• _What to produce_
Scan the records for "below". Report each line that includes it.

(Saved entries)
*-*-*
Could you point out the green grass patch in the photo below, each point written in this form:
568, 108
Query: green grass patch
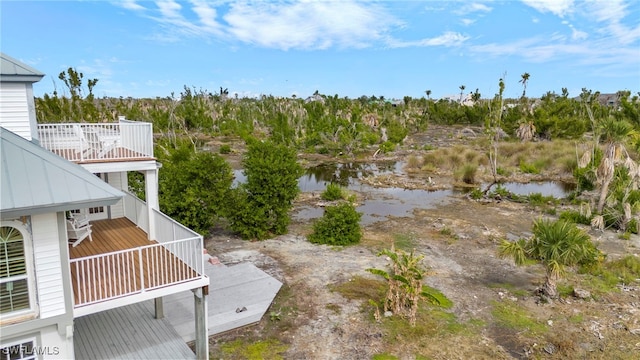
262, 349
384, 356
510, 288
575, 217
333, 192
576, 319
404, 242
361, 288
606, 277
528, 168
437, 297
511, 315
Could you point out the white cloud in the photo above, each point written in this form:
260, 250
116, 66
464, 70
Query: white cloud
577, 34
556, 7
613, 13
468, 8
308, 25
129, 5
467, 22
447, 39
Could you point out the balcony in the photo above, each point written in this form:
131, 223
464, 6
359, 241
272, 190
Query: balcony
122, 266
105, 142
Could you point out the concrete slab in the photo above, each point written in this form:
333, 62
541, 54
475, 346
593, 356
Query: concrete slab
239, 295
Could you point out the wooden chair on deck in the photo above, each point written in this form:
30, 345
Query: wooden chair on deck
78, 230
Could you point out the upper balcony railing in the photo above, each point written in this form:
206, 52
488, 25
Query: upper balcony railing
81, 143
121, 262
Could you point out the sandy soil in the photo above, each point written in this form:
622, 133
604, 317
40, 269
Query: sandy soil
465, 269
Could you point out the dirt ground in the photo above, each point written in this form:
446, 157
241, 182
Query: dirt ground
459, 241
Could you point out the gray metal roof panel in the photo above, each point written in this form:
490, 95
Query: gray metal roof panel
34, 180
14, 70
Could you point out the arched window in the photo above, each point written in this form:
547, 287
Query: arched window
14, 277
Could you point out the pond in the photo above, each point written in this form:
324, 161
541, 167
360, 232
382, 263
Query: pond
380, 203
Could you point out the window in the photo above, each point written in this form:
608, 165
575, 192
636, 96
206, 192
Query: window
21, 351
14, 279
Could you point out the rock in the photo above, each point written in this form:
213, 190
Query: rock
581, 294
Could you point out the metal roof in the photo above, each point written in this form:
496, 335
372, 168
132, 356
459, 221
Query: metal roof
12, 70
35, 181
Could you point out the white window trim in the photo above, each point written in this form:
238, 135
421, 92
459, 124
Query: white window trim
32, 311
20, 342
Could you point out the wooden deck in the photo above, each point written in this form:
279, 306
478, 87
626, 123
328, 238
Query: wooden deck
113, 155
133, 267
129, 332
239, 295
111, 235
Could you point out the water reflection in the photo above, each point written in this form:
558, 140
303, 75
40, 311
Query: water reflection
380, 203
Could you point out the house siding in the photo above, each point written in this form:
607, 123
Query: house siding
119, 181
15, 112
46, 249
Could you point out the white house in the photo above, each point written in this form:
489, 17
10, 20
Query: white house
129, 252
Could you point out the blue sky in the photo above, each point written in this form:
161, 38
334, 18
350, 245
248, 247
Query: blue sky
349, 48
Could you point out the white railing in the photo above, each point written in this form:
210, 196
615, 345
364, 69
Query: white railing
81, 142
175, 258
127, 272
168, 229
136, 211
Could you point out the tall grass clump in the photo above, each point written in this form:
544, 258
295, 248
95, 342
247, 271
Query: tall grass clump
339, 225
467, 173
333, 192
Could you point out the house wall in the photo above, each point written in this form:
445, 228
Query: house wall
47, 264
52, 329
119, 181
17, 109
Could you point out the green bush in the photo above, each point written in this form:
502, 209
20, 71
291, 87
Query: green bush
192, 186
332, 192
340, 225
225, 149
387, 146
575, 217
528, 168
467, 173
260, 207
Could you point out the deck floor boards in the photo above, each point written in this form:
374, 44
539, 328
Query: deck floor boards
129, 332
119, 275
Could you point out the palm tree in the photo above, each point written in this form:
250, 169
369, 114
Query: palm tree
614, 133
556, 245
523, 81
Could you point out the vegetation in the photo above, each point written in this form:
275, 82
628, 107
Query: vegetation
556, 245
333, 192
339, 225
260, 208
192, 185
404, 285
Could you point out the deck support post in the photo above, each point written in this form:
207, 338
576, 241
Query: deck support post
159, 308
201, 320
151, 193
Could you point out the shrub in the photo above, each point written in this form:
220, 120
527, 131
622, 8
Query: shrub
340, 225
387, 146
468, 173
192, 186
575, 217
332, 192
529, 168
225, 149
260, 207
*-*-*
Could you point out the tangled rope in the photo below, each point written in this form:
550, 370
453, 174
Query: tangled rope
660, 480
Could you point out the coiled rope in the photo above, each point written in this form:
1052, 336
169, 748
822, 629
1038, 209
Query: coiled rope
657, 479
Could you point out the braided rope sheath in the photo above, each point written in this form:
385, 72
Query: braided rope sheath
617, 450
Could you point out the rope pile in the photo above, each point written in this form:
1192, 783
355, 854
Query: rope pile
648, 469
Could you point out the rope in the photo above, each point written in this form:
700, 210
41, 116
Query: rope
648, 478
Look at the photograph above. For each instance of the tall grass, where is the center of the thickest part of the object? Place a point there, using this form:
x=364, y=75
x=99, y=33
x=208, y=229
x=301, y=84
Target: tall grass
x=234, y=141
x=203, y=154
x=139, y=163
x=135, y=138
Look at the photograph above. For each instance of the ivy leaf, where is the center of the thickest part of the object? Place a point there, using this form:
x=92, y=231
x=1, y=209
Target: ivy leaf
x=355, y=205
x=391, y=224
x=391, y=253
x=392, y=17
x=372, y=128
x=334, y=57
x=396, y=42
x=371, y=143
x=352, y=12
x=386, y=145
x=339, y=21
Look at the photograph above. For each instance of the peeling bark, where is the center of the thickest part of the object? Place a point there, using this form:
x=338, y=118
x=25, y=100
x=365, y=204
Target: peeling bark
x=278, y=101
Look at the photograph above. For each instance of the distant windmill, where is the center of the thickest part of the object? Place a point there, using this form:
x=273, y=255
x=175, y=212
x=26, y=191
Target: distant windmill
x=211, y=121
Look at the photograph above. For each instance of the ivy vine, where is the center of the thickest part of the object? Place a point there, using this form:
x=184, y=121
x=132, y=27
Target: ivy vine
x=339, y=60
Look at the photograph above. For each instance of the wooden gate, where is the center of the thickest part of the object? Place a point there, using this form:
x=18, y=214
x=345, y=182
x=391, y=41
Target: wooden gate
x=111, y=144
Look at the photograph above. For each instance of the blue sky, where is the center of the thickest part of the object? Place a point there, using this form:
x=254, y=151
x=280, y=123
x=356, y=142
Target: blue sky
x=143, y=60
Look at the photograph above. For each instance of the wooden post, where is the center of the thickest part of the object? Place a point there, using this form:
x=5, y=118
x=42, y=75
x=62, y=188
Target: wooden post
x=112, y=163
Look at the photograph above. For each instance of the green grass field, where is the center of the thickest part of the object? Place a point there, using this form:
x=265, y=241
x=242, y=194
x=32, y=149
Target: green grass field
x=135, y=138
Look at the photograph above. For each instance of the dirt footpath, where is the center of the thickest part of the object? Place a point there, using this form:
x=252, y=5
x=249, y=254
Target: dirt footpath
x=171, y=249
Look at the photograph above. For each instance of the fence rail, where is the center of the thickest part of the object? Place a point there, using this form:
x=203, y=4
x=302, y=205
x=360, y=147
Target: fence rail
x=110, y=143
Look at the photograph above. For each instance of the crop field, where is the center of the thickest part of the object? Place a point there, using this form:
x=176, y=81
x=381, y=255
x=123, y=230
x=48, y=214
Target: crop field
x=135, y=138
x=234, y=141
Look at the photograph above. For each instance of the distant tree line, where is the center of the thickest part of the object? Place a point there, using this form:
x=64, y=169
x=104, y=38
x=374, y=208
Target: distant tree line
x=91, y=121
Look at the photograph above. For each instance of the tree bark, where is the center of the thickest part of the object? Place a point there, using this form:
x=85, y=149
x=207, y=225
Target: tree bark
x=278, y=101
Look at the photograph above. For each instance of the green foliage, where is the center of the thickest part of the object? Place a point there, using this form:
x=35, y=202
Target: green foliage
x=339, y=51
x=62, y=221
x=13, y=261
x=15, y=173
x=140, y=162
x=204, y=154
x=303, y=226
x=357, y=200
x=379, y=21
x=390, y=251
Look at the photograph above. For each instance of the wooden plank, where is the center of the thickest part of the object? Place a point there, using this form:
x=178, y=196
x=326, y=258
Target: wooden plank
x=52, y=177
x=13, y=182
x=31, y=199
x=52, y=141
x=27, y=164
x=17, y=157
*-*-*
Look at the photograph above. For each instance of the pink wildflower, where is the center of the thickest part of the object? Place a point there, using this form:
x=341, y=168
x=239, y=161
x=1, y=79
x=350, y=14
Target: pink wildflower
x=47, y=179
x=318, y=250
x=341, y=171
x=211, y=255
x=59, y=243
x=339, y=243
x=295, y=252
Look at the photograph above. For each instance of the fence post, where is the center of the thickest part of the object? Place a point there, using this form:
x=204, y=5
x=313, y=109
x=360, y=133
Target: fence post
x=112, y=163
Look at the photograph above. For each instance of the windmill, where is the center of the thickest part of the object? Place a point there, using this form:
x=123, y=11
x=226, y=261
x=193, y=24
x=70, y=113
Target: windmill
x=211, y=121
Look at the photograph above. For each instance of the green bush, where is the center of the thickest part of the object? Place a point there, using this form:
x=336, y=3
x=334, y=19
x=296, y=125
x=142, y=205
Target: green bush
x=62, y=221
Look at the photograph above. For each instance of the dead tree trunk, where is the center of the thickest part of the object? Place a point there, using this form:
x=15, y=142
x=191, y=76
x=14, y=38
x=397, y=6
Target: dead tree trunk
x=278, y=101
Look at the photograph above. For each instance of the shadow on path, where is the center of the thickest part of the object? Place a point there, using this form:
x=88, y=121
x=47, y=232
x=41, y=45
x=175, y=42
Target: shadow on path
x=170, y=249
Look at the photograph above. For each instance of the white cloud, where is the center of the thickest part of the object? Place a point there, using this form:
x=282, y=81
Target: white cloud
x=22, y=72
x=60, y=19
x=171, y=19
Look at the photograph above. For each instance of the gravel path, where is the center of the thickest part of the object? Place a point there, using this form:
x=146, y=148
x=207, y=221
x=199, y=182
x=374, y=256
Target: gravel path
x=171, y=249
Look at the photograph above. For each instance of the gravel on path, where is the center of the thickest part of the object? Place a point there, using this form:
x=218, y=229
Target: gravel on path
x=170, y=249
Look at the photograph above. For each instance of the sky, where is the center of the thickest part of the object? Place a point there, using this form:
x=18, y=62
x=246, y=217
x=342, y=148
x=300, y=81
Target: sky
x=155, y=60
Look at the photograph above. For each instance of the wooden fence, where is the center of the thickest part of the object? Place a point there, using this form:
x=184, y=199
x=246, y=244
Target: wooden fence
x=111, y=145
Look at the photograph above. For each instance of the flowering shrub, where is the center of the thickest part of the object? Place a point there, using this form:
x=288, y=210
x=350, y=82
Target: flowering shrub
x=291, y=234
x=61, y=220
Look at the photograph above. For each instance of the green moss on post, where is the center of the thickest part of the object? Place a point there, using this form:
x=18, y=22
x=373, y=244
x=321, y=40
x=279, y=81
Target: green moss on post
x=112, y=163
*-*-*
• _Final answer_
Could you point out the green grass patch in the photo below, each point written in this form:
Could you point out the tangled rope in the photo below, each point written in this form:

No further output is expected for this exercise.